Extracted records.
'''
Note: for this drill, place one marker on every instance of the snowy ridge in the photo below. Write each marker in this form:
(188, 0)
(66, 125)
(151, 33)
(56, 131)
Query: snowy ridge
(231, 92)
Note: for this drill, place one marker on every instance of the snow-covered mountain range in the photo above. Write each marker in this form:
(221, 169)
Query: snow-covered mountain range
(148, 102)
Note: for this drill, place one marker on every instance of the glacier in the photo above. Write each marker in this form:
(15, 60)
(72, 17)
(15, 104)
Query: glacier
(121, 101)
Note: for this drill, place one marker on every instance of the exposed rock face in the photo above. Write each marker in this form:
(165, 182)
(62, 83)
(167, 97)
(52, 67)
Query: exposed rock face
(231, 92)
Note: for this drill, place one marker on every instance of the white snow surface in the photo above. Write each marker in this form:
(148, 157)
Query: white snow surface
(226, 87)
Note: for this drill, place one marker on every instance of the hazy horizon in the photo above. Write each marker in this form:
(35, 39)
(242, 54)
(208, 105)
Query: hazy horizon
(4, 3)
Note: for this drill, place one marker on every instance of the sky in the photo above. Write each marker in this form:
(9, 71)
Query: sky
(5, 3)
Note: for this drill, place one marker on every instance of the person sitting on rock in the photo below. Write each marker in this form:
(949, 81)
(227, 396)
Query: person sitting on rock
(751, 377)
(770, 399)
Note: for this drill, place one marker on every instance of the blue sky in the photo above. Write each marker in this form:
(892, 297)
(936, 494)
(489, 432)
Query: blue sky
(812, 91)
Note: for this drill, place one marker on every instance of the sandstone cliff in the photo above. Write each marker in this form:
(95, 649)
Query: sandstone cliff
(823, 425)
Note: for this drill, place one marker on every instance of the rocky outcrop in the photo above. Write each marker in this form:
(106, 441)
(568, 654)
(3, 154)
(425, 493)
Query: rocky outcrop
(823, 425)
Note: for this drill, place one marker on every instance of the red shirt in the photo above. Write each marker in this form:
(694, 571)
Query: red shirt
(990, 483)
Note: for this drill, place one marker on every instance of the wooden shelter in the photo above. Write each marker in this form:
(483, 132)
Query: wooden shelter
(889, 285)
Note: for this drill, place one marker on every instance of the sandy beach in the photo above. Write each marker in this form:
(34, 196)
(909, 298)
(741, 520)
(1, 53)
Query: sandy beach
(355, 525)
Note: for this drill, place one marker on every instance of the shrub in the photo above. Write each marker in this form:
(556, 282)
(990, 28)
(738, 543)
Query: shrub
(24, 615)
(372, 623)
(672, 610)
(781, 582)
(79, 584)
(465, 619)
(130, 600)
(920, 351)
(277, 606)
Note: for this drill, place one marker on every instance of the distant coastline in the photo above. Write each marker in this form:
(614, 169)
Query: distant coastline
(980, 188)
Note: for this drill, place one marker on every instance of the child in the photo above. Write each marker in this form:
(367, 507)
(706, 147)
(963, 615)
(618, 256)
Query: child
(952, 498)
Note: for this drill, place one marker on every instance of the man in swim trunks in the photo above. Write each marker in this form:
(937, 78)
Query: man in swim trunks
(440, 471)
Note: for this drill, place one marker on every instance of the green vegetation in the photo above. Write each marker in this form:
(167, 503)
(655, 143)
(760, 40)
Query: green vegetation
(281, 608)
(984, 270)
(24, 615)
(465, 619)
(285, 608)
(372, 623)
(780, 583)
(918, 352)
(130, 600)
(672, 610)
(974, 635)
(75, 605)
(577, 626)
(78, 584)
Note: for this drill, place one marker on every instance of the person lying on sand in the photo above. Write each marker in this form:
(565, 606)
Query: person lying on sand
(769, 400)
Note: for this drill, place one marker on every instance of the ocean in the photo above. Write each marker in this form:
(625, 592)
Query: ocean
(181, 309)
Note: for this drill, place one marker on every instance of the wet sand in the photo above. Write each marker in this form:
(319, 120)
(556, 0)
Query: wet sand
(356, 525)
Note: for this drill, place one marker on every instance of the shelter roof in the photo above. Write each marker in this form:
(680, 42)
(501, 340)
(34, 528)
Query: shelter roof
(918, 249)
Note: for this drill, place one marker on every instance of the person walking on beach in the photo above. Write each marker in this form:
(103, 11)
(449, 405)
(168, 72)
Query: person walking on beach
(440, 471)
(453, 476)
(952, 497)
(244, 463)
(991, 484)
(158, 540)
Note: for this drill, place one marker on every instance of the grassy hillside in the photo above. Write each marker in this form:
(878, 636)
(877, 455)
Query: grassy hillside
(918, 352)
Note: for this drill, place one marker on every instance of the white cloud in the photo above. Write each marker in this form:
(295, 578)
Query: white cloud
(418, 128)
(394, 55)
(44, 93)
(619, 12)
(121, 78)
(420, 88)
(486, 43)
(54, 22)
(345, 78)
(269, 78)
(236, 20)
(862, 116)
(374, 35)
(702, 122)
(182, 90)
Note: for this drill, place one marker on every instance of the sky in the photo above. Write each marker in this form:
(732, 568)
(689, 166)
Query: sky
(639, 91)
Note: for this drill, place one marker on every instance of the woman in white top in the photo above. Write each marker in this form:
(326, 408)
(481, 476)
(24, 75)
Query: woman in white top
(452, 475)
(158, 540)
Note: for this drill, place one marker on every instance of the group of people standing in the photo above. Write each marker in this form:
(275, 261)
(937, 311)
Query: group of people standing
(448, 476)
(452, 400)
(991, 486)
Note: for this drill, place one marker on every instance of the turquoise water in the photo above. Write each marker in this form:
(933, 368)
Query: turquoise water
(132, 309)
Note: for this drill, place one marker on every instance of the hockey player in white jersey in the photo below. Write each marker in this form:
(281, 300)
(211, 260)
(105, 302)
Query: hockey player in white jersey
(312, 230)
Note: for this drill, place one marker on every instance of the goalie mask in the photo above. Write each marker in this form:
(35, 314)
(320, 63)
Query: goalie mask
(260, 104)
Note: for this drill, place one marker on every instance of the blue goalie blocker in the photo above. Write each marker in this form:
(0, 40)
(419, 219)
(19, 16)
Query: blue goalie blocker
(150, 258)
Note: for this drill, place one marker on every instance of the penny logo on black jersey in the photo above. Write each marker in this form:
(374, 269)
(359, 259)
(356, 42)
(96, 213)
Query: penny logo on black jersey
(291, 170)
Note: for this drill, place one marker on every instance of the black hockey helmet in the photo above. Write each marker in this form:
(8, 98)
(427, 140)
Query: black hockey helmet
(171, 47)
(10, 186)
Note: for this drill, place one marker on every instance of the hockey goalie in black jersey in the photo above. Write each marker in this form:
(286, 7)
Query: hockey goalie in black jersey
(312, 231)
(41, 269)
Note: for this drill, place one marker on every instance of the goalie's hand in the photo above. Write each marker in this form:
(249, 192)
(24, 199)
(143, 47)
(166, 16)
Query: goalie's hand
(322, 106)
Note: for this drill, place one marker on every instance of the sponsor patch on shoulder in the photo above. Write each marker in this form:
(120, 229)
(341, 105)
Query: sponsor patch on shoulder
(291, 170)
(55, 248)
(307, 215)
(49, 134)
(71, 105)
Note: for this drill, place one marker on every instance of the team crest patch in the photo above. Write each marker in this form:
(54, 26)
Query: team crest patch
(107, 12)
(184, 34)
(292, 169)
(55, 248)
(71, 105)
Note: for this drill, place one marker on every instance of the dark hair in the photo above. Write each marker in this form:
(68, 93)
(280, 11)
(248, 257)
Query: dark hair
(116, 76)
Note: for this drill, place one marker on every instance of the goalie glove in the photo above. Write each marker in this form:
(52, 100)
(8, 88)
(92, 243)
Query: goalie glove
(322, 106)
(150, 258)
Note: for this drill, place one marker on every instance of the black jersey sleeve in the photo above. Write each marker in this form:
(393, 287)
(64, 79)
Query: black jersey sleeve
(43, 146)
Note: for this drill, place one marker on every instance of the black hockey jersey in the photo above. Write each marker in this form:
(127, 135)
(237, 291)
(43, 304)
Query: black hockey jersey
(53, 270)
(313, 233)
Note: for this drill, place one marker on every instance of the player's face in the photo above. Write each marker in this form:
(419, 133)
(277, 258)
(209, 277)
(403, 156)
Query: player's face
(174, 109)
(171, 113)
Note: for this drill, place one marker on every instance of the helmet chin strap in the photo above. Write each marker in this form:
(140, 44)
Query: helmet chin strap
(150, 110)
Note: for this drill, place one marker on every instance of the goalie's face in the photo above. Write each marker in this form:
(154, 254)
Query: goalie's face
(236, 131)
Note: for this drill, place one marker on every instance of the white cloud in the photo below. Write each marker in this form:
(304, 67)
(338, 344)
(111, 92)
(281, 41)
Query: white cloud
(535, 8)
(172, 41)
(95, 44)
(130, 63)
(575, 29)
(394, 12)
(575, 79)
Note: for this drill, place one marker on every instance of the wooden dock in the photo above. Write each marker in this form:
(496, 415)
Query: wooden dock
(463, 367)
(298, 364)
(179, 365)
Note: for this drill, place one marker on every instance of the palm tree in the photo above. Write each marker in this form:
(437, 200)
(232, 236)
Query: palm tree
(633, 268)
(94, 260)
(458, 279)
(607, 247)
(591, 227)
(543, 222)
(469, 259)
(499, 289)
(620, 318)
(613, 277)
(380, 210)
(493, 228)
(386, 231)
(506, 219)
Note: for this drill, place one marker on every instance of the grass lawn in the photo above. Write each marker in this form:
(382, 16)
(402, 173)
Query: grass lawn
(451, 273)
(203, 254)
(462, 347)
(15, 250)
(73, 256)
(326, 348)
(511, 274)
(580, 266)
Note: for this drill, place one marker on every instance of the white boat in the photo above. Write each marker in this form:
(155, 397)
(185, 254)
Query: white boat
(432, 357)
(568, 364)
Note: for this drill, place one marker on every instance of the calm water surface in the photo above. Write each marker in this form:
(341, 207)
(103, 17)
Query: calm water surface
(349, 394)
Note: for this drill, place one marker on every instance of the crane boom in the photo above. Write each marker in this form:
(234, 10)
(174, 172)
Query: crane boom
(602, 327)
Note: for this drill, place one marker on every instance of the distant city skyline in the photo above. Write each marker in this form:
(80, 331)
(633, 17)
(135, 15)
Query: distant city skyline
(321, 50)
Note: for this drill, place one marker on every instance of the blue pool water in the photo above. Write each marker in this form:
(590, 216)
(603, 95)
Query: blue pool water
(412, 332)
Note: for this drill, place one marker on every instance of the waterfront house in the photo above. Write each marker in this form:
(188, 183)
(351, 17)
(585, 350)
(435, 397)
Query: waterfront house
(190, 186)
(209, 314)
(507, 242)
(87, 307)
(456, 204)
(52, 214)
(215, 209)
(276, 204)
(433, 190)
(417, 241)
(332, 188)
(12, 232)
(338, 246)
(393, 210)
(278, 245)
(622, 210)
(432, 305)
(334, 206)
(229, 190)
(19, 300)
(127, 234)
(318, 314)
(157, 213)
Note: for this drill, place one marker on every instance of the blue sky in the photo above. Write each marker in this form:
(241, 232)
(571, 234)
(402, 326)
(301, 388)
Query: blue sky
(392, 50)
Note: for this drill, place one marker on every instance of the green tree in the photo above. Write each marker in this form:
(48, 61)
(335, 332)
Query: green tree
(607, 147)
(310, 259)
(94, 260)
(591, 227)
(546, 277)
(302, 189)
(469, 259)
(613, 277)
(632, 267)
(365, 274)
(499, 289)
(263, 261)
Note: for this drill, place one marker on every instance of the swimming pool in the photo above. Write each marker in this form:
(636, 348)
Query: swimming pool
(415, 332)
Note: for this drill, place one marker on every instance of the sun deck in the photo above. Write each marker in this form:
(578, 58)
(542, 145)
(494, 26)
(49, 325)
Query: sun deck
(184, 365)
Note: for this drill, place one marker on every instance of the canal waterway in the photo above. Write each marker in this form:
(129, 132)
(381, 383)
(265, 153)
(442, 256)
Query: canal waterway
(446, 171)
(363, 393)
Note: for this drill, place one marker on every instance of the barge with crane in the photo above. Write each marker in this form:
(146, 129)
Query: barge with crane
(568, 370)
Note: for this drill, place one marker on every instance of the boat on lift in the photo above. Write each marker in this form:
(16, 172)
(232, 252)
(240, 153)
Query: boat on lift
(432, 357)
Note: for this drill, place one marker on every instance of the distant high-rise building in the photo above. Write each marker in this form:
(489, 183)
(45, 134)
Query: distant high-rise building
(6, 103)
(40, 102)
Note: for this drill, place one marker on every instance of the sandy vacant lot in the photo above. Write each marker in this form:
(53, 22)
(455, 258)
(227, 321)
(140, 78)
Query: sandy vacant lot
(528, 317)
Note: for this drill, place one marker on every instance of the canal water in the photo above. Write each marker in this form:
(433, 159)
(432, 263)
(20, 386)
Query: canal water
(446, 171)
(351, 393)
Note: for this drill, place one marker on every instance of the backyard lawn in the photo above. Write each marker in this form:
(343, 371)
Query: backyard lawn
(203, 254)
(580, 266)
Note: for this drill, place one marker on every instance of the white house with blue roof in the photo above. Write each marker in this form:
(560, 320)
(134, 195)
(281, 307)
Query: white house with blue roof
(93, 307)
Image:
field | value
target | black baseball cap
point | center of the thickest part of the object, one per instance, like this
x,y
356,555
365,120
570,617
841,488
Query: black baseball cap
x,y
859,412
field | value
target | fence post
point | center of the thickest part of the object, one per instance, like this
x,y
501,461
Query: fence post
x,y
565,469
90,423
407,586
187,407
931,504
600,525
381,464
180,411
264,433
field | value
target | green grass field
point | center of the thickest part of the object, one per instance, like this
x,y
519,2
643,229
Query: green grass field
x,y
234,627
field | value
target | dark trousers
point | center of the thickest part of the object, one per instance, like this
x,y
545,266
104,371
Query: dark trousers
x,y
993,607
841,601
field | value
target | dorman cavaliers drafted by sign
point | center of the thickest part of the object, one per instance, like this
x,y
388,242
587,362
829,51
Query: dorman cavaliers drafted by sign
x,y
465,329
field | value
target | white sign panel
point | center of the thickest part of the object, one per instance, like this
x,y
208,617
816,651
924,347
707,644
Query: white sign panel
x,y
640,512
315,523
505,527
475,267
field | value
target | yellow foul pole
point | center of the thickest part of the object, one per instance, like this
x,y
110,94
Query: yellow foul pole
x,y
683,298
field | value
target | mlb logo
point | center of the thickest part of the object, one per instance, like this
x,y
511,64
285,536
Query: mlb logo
'''
Task statement. Each line holding the word "target" must be copied from the data.

Completed exercise.
target | black baseball cap
target | fence post
target | green grass field
target | dark trousers
target | dorman cavaliers drafted by sign
target | white sign panel
target | yellow foul pole
target | mlb logo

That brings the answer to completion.